## Exercise aim
Read the listing below. Then repeat it exactly.

*** Data records ***

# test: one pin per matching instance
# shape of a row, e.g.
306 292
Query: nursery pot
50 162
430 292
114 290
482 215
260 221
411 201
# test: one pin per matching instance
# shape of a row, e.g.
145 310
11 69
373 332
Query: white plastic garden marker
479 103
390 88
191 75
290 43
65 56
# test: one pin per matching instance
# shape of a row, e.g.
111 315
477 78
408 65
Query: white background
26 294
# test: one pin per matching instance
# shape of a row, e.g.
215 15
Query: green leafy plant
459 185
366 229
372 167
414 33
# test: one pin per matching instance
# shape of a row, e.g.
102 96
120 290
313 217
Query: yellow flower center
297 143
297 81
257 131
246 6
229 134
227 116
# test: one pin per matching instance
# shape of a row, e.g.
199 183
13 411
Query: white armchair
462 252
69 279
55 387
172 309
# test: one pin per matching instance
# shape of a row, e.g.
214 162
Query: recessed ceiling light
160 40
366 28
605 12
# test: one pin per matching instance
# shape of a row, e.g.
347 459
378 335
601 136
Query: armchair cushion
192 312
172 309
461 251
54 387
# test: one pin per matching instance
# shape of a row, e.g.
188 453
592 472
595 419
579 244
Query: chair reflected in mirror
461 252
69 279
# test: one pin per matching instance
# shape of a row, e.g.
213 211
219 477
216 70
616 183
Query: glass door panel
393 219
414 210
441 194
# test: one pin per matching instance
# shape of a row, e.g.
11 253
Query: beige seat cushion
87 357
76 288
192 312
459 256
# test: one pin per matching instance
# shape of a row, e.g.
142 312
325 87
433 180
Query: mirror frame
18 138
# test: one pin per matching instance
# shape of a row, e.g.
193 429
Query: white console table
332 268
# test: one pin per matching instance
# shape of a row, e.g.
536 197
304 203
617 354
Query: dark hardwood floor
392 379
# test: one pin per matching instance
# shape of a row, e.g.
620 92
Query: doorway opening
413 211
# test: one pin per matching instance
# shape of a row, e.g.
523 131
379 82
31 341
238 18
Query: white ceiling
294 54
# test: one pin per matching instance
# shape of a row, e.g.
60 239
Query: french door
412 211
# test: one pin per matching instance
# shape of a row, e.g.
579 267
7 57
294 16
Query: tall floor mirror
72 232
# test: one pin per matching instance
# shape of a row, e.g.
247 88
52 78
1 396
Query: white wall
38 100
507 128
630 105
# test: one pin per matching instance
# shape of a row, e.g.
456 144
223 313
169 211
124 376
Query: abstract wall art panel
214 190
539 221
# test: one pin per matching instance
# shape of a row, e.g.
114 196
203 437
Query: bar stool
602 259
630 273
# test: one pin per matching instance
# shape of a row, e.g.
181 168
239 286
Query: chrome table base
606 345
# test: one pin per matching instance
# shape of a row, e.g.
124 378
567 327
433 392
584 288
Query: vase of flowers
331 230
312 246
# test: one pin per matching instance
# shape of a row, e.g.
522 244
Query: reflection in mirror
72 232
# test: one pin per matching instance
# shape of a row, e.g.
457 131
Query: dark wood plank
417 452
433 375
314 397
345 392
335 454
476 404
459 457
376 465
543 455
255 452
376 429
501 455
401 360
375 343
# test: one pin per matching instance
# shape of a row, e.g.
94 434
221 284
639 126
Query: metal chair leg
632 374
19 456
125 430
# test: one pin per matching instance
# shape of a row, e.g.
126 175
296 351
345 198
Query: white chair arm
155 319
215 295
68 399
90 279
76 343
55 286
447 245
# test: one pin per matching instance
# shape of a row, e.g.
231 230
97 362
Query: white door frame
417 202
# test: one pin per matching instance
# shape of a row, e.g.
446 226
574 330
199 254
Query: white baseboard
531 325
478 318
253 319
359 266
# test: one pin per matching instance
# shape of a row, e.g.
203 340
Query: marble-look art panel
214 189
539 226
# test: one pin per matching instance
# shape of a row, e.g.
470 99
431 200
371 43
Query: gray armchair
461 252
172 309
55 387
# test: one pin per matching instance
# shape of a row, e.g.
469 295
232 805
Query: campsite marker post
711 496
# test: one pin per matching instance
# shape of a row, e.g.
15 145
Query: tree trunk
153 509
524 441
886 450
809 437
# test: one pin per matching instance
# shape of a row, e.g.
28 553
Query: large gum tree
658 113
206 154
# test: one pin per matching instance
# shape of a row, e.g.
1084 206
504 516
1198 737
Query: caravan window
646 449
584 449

*** End of Data records ***

## Solution to the exercise
# test: one pin per matching instance
# shape of a row, e.g.
306 292
Query: nursery pot
50 162
430 292
114 290
482 215
260 221
411 201
# test: one pin per matching instance
# shape of a row, e.g.
145 310
11 69
373 332
Query: white plastic garden marker
479 103
390 88
191 75
290 43
65 56
# test: one pin per matching instance
# shape of a row, e.g.
111 315
477 78
408 65
Query: white background
26 294
# test: one pin per matching instance
# shape of a row, e.g.
215 15
Query: green leafy plant
459 185
366 229
372 167
414 33
# test: one pin per matching instance
# shape of a row, e.g.
102 96
120 290
313 217
Query: yellow flower center
297 143
297 81
257 131
246 6
229 134
227 116
# test: one pin per matching instance
# shape of a row, e.g.
199 183
13 411
Query: white armchair
462 252
69 279
55 387
172 309
# test: one pin per matching instance
# shape of a row, e.g.
214 162
Query: recessed ceiling light
160 40
366 28
605 12
# test: one pin per matching instance
# shape of a row, e.g.
347 459
378 335
601 136
Query: armchair cushion
192 312
172 309
461 251
54 387
# test: one pin per matching instance
# shape of a row, e.g.
188 453
592 472
595 419
579 244
Query: chair reflected in mirror
461 252
69 279
# test: one pin per matching instance
# shape of a row, e.g.
213 211
219 477
216 70
616 183
Query: glass door panel
393 219
414 210
441 194
# test: one pin per matching instance
# shape of a row, e.g.
11 253
Query: beige seat cushion
87 357
76 288
192 312
459 256
# test: one pin per matching instance
# shape of a row, e.g.
142 312
325 87
433 180
Query: mirror frame
18 138
# test: one pin per matching instance
# shape of a row, e.g.
193 429
Query: white console table
332 268
# test: one pin per matching instance
# shape of a row, e.g.
536 197
304 203
617 354
Query: dark hardwood floor
392 379
# test: one pin per matching instance
# shape of a row, e.g.
620 92
Query: doorway opening
413 211
# test: one pin per matching instance
# shape of a row, e.g.
523 131
379 82
31 341
238 18
Query: white ceiling
294 54
# test: one pin per matching instance
# shape of a row, e.g.
60 239
Query: french door
412 211
# test: one pin per matching instance
# shape of a row, e.g.
579 267
7 57
294 16
Query: tall floor mirror
72 232
# test: one pin per matching instance
# shape of a row, e.g.
247 88
52 78
1 396
Query: white wall
38 100
507 128
630 105
# test: one pin per matching instance
# shape of a row, e.g.
456 144
223 313
169 211
124 376
Query: abstract wall art panel
214 190
539 221
# test: one pin per matching instance
# shape of a row, e.g.
114 196
203 437
Query: bar stool
602 259
630 273
# test: one pin per matching instance
# shape of a row, e.g.
181 168
239 286
Query: chrome table base
606 345
# test: one pin per matching instance
# shape of a row, e.g.
124 378
567 327
433 392
584 288
Query: vase of flowers
331 230
312 246
# test: one pin per matching instance
# shape of a row, e.g.
522 244
Query: reflection in mirror
72 232
# test: one pin per matching instance
# shape of a row, e.g.
457 131
Query: dark wood plank
417 452
433 375
314 397
345 392
335 454
476 404
459 457
376 465
543 455
255 452
376 429
501 455
401 360
375 343
# test: one pin per matching instance
# shape of a row, e.g.
94 434
221 284
639 126
Query: metal chair leg
632 374
19 456
125 430
# test: one pin per matching instance
# shape of a row, e.g.
126 175
296 351
345 198
Query: white chair arm
155 319
215 295
68 399
90 279
76 343
55 286
447 245
# test: one pin per matching instance
# shape of a row, e.g.
231 230
97 362
Query: white door frame
417 202
# test: one pin per matching instance
# shape of a row, e.g.
446 226
574 330
199 254
Query: white baseboard
531 325
478 318
253 319
359 266
# test: one pin per matching instance
# shape of a row, e.g.
203 340
Query: marble-look art panel
214 189
539 226
# test: one pin per matching instance
# shape of a row, e.g.
470 99
431 200
371 43
Query: gray armchair
461 252
172 309
55 387
# test: one pin per matching instance
# shape of a row, e.g.
469 295
232 805
Query: campsite marker post
711 496
# test: one pin per matching instance
# shape of a row, e.g.
15 145
Query: tree trunk
153 509
524 441
886 450
809 437
# test: one pin per matching instance
# shape of a row, e.g.
28 553
Query: large gum tree
658 113
206 154
# test: one pin per matching instance
# shape of a row, e.g.
1084 206
504 516
1198 737
Query: caravan window
646 449
584 449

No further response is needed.